Can you retype the Harvard admissions lawsuit article from "Admissions officers from" up to and including "their admissions system.", word for word?

------ Text block

The lawsuit accusing Harvard University of discrimination towards Asian Americans has finally made it to Court. Although this case was initially presented by Students for Fair Admissions (SFFA) in 2014, trial officially began on October 15th of this year. The plaintiff, SFFA, is arguing that Harvard holds Asian Americans applicants to a far higher standard than other applicants. SFFA claims that Harvard’s Admissions staff consistently gives Asian American applicants low ratings of courage, likeability, and other positive personality traits while evaluating their applications- strongly enforcing the negative stereotype that Asian Americans are solely gifted at math and science and lacking in personality. As a result, SFFA has accused Harvard of violating Title IX of the Civil Rights Act of 1964. The act forbids the use of racial discrimination in programs that receive federal funds. They are now calling for a “race-blind” admissions protocol in order to ensure that this discrimination will end.
What Is Happening?
Currently, the lawsuit is largely focused on research presented by Dr. Peter Arcidiacono, a Duke University economist hired by SFFA to analyze six years of Harvard’s admissions data. Arcidiacono testified that his research shows patterns of African Americans applicants benefitting the most from Harvard’s admissions policies, followed by Hispanics, Caucasians, and lastly, Asian Americans. Furthermore, Arcidiacono expressed his belief that the data demonstrated clear “evidence of discrimination against Asian-Americans in the admissions process, both in how they rate applicants and in the decisions themselves.”
Admissions officers from Harvard, on the other hand, insist that they have never rejected an applicant based on their race. However, Harvard has expressed concerns over disclosing details of their “prestigious” admissions process to the public. As a result, they have not been willing to provide admissions-related documents that they insist would prove that they do not engage in racial discrimination. If Harvard continues to refuse to provide evidence in their favor, the Court could force the university to make drastic changes to their admissions system.
History of Affirmative Action
It is important to understand that race has been a part of the admissions process for decades. After President Lyndon Johnson declared in 1965 that business and universities should make an effort undo the impact of past discrimination against African Americans, many universities began to give minority applicants special preference in higher education. Some universities were able to take this idea of affirmative action and implement it legally within their admissions process.
Other universities, however, struggled to implement an affirmative action system that worked effectively and still met the anti-discrimination requirements set by the Civil Rights Act of 1964. One example is the University of California Davis Medical School, which instituted a racial quota system requiring that a certain number of students in each class must be minority applicants rather than Caucasian. The Supreme Court ruled in Regents of the University of California v. Bakke (1978) that racial quota systems, such as this one, allow for blatant discrimination by barring Caucasian applicants from certain “seat” in a program – solely based on their race, and regardless of their academic and personal characteristics.
However, in an effort to acknowledge the importance of racial diversity in higher education, the Supreme Court supported the idea of using “racial preferences” rather than quotas. In fact, Justice Powell specifically praised Harvard as having an ideal system in which applicants could not be excluded or admitted based on race but instead could receive a “plus” on their application if they were part of a minority group. This way, Harvard could still take race into account, as long as they consider it as one of many factors. As a result, there has been a general consensus for decades that race could legally be a factor in the admissions process, permitted that it did not allow for any applicants to be excluded from applying.
Overall, the Harvard lawsuit is linked back to a much larger debate of whether or not affirmative action should be present in the admissions process. Proponents argue that affirmative action is essential in order to make up for past wrongs against minority groups. Opponents claim that affirmative action only enforces the negative mindset that minority applicants cannot be accepted on their own merits, and need extra help to make it through the admissions process. Similar to other affirmative action cases prior to the Harvard lawsuit, the Court’s ruling, in this case, could be extremely influential toward admissions procedures across the Nation.

------------
------ Excerpted records

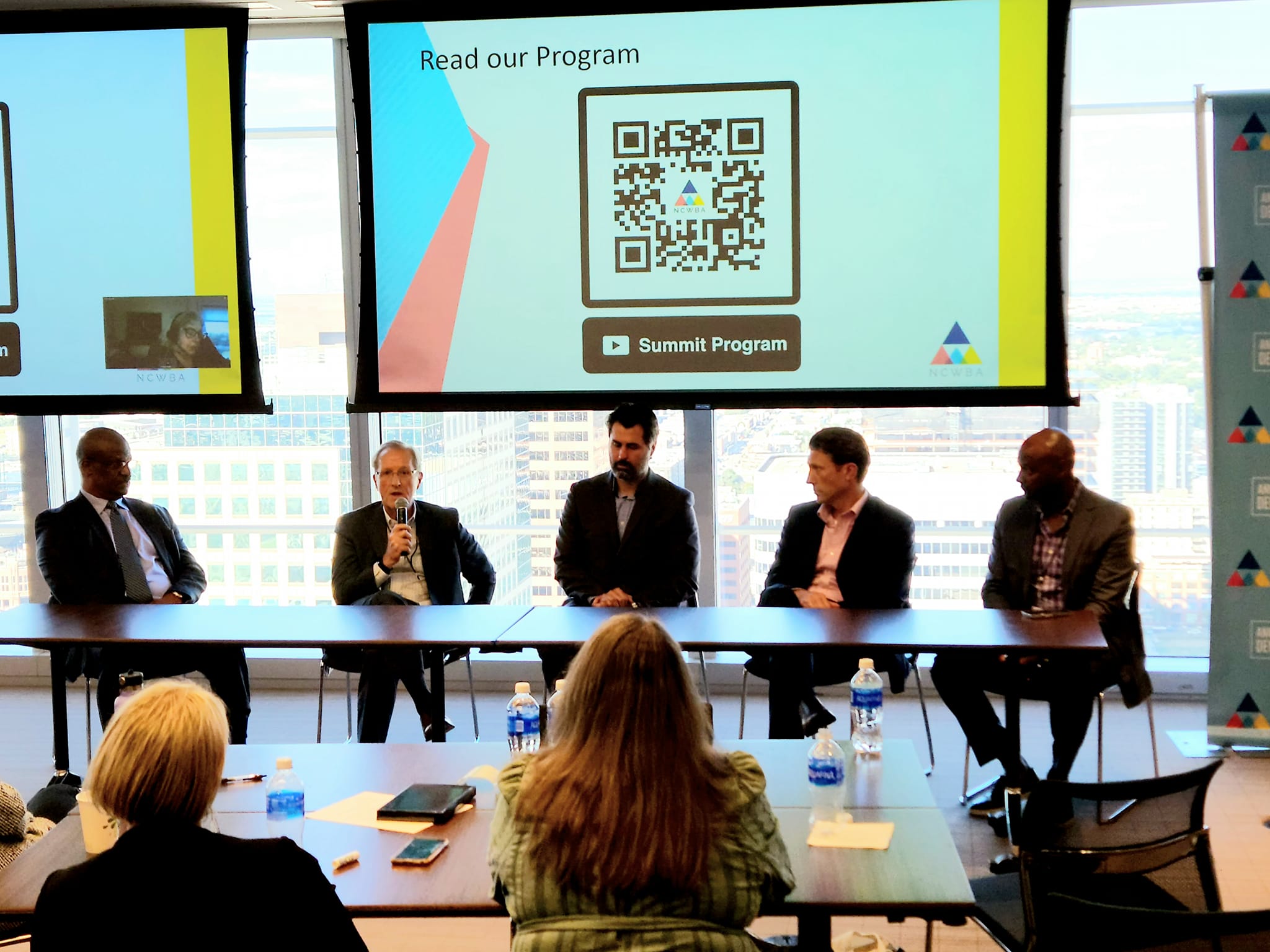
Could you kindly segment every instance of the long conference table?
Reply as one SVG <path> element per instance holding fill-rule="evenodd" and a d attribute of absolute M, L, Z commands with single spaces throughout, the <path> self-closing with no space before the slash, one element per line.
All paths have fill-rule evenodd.
<path fill-rule="evenodd" d="M 53 759 L 70 768 L 65 655 L 72 646 L 198 644 L 423 650 L 432 674 L 432 722 L 446 711 L 446 652 L 580 645 L 607 618 L 632 609 L 523 605 L 42 605 L 0 613 L 0 644 L 51 654 Z M 1090 612 L 1029 617 L 1005 609 L 643 608 L 688 651 L 851 649 L 861 655 L 970 650 L 1025 656 L 1105 650 Z M 1019 698 L 1006 697 L 1019 749 Z M 444 741 L 444 731 L 437 741 Z M 1008 779 L 1008 778 L 1007 778 Z"/>
<path fill-rule="evenodd" d="M 846 809 L 860 823 L 895 824 L 885 850 L 806 845 L 806 741 L 719 741 L 719 746 L 754 754 L 767 776 L 767 797 L 798 885 L 763 914 L 798 916 L 800 947 L 829 948 L 831 915 L 916 916 L 959 925 L 972 914 L 974 896 L 965 869 L 911 741 L 888 740 L 880 758 L 847 763 Z M 292 758 L 305 781 L 306 805 L 314 810 L 362 791 L 395 793 L 410 783 L 460 782 L 475 767 L 505 763 L 508 751 L 490 743 L 248 744 L 230 748 L 225 773 L 267 774 L 278 757 Z M 318 858 L 354 918 L 505 915 L 490 897 L 485 858 L 493 787 L 483 781 L 475 786 L 475 810 L 423 834 L 450 840 L 446 853 L 429 867 L 392 867 L 391 857 L 409 835 L 366 826 L 306 820 L 304 848 Z M 213 805 L 220 830 L 245 838 L 269 835 L 263 809 L 263 783 L 225 786 Z M 359 850 L 361 861 L 331 872 L 330 861 L 352 849 Z M 81 828 L 72 815 L 0 872 L 0 919 L 29 916 L 48 875 L 85 858 Z M 927 928 L 927 948 L 930 943 Z"/>

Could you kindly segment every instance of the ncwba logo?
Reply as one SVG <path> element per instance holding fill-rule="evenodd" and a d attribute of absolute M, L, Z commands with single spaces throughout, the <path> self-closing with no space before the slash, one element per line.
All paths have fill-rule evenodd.
<path fill-rule="evenodd" d="M 944 345 L 935 353 L 931 360 L 932 377 L 982 377 L 983 360 L 974 352 L 970 339 L 961 330 L 961 325 L 954 324 L 952 330 L 944 338 Z"/>
<path fill-rule="evenodd" d="M 1228 589 L 1270 589 L 1270 576 L 1265 574 L 1261 562 L 1252 555 L 1252 550 L 1243 553 L 1240 567 L 1231 572 L 1226 580 Z"/>
<path fill-rule="evenodd" d="M 1248 121 L 1243 123 L 1243 131 L 1234 137 L 1234 145 L 1231 146 L 1231 151 L 1251 152 L 1255 149 L 1270 152 L 1270 135 L 1266 135 L 1266 127 L 1257 118 L 1257 114 L 1252 113 Z"/>

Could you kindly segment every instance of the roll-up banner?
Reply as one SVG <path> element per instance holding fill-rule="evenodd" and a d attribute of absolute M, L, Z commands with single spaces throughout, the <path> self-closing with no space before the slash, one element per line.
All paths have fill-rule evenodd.
<path fill-rule="evenodd" d="M 1212 744 L 1270 746 L 1270 91 L 1213 95 Z"/>

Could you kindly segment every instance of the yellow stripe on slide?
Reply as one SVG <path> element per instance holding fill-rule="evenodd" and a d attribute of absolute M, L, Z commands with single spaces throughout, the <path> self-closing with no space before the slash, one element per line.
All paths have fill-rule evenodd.
<path fill-rule="evenodd" d="M 1048 6 L 1001 3 L 999 273 L 1002 387 L 1045 383 Z M 1058 215 L 1058 209 L 1050 209 Z"/>
<path fill-rule="evenodd" d="M 229 39 L 224 29 L 185 30 L 189 109 L 189 203 L 194 227 L 194 293 L 230 306 L 230 367 L 198 372 L 201 393 L 239 393 L 237 253 L 230 136 Z"/>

------------

» **Your solution**
Admissions officers from Harvard, on the other hand, insist that they have never rejected an applicant based on their race. However, Harvard has expressed concerns over disclosing details of their “prestigious” admissions process to the public. As a result, they have not been willing to provide admissions-related documents that they insist would prove that they do not engage in racial discrimination. If Harvard continues to refuse to provide evidence in their favor, the Court could force the university to make drastic changes to their admissions system.